Dataset entries
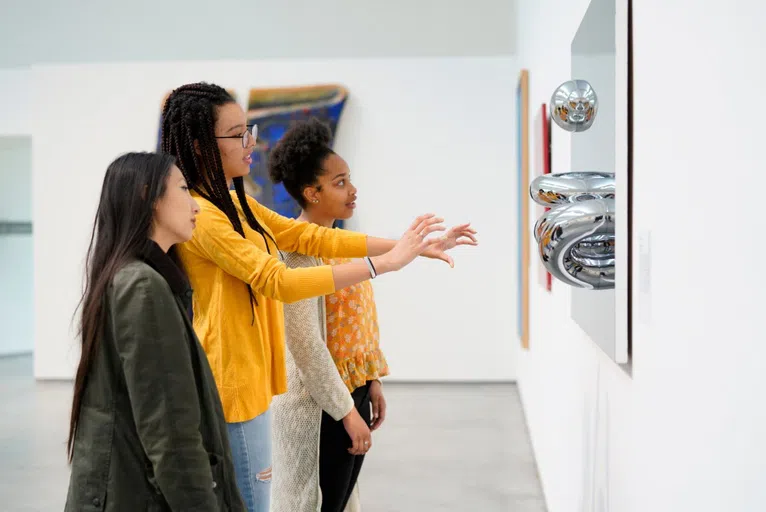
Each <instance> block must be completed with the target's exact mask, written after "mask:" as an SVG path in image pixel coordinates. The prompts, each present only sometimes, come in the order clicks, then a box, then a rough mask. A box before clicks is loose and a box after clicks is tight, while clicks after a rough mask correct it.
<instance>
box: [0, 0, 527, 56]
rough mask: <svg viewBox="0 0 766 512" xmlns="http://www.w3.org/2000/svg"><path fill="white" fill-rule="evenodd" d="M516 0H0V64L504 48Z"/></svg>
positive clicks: (418, 55)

__Activity__: Omit each image and transcribe the remaining records word for word.

__Exercise output__:
Each <instance> block must be completed with the target's exact mask, written after "mask:" as an SVG path in image pixel coordinates. The prompts, each present only sometimes, come in the order clicks, then a box, then a rough mask. A box before clicks is loose and a box after clicks is tight, while clicks after a rough mask correct it.
<instance>
box: [0, 0, 527, 56]
rough mask: <svg viewBox="0 0 766 512" xmlns="http://www.w3.org/2000/svg"><path fill="white" fill-rule="evenodd" d="M516 0H0V64L504 48Z"/></svg>
positive clicks: (418, 55)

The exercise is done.